Data Block Start

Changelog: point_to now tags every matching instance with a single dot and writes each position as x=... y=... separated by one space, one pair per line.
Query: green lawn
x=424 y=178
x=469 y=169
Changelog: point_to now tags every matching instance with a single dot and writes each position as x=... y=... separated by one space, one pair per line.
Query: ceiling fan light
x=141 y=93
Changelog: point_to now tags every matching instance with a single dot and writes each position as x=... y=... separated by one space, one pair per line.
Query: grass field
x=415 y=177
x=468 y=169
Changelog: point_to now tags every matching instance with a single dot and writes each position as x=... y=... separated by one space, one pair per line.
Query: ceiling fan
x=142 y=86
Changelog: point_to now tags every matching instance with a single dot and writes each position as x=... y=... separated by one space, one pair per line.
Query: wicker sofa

Data Block End

Your goal ::
Repeat the material above in full, quoting it exactly.

Solution to this exercise ::
Changelog: point_to now tags every matching instance with a single dot and writes each position as x=... y=... separated by one space, one pair per line.
Query: green lawn
x=424 y=178
x=469 y=169
Changelog: point_to now tags every matching instance with a single dot and writes each position as x=... y=... separated by one space, one pair per line.
Query: ceiling fan light
x=141 y=93
Changelog: point_to now tags every matching instance with a single dot and writes each position as x=... y=... separated by one space, one pair per line.
Query: grass field
x=415 y=177
x=468 y=169
Changelog: point_to now tags every matching instance with a single dot and writes each position as x=... y=... separated by one space, one pair per line.
Query: ceiling fan
x=142 y=86
Changelog: point_to now tags every matching instance with a single dot and writes each position as x=... y=... separated by one space, one pair per line.
Query: wicker sofa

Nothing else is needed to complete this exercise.